◆ **WHAT TO DO**: Count the lines in the rows below that contain the string "black", treating uppercase and lowercase as different, and give only the number.

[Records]
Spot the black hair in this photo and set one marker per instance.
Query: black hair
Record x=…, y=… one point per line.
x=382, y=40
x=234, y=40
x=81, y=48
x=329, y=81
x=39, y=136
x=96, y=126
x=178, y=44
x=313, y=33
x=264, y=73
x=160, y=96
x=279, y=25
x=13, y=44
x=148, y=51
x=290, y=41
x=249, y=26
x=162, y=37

◆ **REPLY TO THE EXERCISE**: 2